**Task brief**
Rewrite the part of the material from the line containing "Where can the green hedge" through the end of the material, keeping every line, requests included. Multiply each coordinate in the answers by 1.8 and round it to a whole number, with halves rounding up.

**Data listing**
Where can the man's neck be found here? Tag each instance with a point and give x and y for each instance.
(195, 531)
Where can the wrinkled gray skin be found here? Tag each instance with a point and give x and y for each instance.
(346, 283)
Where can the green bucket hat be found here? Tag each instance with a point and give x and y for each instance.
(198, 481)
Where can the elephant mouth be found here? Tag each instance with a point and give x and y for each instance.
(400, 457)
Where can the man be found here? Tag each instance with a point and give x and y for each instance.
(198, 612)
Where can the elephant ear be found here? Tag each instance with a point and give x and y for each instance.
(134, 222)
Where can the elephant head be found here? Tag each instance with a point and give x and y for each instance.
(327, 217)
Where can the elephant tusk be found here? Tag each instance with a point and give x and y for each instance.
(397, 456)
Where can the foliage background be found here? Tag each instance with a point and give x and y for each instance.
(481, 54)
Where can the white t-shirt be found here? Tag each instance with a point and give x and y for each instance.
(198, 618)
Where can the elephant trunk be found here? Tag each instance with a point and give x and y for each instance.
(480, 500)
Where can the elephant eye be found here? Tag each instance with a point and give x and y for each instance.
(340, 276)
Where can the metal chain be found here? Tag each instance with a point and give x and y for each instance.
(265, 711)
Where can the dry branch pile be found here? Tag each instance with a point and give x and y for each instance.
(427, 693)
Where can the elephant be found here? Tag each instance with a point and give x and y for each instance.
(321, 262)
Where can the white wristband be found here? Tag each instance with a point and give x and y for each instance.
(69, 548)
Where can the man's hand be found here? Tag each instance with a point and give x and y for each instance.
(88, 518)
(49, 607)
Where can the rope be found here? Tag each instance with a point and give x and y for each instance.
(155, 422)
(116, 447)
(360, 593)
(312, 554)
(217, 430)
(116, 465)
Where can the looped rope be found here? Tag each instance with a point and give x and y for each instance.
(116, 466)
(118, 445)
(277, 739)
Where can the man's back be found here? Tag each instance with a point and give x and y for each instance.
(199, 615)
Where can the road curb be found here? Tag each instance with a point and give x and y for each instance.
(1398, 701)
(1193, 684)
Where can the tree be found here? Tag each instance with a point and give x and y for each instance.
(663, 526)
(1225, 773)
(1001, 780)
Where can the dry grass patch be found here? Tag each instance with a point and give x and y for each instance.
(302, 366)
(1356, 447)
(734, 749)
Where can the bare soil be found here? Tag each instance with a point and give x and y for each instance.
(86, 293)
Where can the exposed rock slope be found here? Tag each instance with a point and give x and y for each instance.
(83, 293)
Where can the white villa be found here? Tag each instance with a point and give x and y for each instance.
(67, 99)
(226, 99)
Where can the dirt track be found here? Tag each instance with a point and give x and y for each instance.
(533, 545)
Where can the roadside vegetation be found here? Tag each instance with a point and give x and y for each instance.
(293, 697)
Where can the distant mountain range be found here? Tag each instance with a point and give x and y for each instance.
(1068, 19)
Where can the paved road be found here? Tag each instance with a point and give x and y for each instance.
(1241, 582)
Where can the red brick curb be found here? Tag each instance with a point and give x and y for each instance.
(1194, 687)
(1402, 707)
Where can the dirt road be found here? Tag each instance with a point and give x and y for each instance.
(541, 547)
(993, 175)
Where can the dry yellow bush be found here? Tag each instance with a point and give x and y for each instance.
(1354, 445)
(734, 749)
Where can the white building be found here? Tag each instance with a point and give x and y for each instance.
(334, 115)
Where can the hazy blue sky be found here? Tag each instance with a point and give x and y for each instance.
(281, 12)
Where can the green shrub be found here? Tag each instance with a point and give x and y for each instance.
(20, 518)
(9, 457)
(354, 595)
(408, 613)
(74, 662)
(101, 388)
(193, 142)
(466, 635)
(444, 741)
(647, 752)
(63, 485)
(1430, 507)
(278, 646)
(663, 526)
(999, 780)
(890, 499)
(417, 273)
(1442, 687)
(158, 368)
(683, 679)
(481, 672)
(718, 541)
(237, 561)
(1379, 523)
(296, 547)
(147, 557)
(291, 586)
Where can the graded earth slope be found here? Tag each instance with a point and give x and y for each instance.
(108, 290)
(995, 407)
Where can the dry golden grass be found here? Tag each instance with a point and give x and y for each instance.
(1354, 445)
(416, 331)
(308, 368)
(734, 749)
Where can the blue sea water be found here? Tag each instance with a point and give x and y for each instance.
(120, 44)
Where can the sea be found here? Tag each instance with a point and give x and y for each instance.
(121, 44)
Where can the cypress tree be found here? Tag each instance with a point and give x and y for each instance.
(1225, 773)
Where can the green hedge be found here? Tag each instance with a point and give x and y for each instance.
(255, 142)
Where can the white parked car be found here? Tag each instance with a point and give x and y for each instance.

**Solution**
Where can the green hedge be found here? Tag each instance with a point and give x and y for each instance.
(459, 256)
Where can the white parked car be found here? Tag each instance with a point and give x and y for each instance.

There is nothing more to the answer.